▶ _Work request_: If a line appears in the data below, it must appear in your answer exactly as given.

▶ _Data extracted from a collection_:
▬▬▬

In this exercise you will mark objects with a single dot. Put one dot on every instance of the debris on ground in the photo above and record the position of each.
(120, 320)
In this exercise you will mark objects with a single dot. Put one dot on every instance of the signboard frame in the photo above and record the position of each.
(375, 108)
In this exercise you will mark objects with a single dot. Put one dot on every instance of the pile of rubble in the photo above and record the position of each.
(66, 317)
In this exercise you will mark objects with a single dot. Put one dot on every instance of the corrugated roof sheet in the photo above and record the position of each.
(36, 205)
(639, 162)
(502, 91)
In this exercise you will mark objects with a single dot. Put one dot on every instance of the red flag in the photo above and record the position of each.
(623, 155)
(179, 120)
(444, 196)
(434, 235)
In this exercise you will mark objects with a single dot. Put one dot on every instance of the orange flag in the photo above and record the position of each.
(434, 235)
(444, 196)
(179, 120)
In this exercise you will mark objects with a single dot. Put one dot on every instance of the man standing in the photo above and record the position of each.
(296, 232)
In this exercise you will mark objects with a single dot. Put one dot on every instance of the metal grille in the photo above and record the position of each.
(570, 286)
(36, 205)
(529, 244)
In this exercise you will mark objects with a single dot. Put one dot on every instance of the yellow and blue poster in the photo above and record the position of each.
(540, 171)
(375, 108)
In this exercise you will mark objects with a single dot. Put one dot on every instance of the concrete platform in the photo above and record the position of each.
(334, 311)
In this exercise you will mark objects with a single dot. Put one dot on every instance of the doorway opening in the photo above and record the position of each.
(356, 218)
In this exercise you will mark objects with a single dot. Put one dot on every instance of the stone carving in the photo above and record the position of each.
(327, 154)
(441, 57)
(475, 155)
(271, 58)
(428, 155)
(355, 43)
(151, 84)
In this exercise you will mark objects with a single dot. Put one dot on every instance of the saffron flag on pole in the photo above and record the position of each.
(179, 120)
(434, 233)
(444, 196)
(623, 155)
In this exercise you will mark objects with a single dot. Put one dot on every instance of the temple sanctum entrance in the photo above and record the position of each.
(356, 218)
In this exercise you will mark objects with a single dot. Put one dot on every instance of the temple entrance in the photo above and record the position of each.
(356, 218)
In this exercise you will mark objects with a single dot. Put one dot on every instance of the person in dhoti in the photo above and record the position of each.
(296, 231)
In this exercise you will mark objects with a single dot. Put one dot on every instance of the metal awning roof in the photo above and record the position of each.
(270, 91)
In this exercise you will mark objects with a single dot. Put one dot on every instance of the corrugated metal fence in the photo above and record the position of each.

▬▬▬

▶ _Exercise answer_:
In this exercise you will mark objects with a single dot. Put one dot on every instance of the debris on ground in the photo above and record the position of each.
(120, 320)
In this exercise you will mark objects with a single dot. Put one dot on every instance of the signboard frame in the photo above and record the position of each.
(375, 108)
In this exercise you will mark objects with a single dot. Put one dot on every instance of the pile of rubble in the photo above and record the position of each.
(66, 317)
In this exercise you will mark objects with a single dot. Put one dot on every instance of the corrugated roof sheet in the photo above and record the position of each.
(36, 205)
(639, 162)
(502, 91)
In this exercise you will mark objects with a single dot. Put one dot on every instance of the red flag in the photo above and record the position of each.
(623, 155)
(179, 120)
(444, 196)
(434, 235)
In this exercise you will mark objects with a single dot. Put one dot on every instance of the orange flag in the photo above and record the position of each.
(434, 235)
(444, 196)
(179, 120)
In this exercise you will mark objects with a single dot. Put one dot on every instance of the man standing in the photo above and record the position of each.
(296, 232)
In this exercise you will mark objects with a single dot. Put one dot on every instance of the metal grille in the photo above and record the position of each.
(570, 286)
(36, 205)
(529, 244)
In this exercise you will mark objects with a single dot. Put one dot on every instance of the yellow and blue poster in the photo above and record the position of each.
(540, 171)
(375, 108)
In this exercise you will mark objects with a single dot. Put one dot on every instance of the concrete platform in the photo above and record the position of each.
(334, 311)
In this exercise you will mark objects with a single dot. Put one dot on every instance of the doorway opening in the photo above and record the position of each.
(356, 218)
In this exercise you will mark objects with a single dot. Put one dot on every instance of the stone carving in the photo above and record the position of each.
(327, 154)
(441, 57)
(475, 155)
(271, 58)
(428, 155)
(355, 43)
(151, 84)
In this exercise you will mark objects with a single dot. Put one dot on every instance of the saffron flag on pole in the photo above and record the position of each.
(179, 120)
(434, 233)
(444, 196)
(623, 155)
In this exercise you will mark objects with a single dot. Put one dot on every instance of the temple sanctum entrance in the photo above and record the position of each.
(356, 218)
In this exercise you will mark objects with a single dot. Put one dot on every instance of the temple entrance in the photo above and record the position of each.
(356, 218)
In this exercise you will mark objects with a single dot. Put one dot on every instance of the person in dhoti in the photo above and record the position of each.
(296, 231)
In this exercise you will mark objects with a single dot. Put one dot on every instance of the metal awning roof in the photo above and record the position of each.
(270, 91)
In this exercise you will mark objects with a single dot. Put one dot on every instance of the corrugated metal fence in the photo above and record the position of each.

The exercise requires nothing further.